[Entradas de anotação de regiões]
------------------------------------------------

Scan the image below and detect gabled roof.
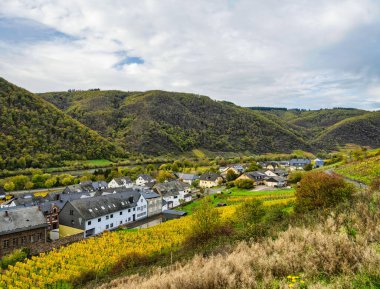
[154,180,190,196]
[266,177,285,183]
[137,174,154,182]
[176,173,199,181]
[114,177,132,186]
[199,172,220,182]
[70,190,140,220]
[0,207,47,235]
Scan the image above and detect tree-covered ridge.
[0,78,121,169]
[314,111,380,150]
[42,91,308,154]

------------------------------------------------

Objetivo. Por favor, reescreva toda a listagem acima como uma tabela em Markdown com as colunas n, para o número da linha, e Linha, para o texto correspondente. Deixe de fora as imagens e as linhas em branco.

Resultado do exercício.
| n | Linha |
|---|---|
| 1 | Scan the image below and detect gabled roof. |
| 2 | [154,180,190,196] |
| 3 | [266,177,285,183] |
| 4 | [137,174,154,182] |
| 5 | [176,173,199,181] |
| 6 | [114,177,132,186] |
| 7 | [199,172,220,182] |
| 8 | [70,190,140,220] |
| 9 | [0,207,47,235] |
| 10 | Scan the image above and detect tree-covered ridge. |
| 11 | [0,78,121,169] |
| 12 | [314,111,380,150] |
| 13 | [42,91,308,154] |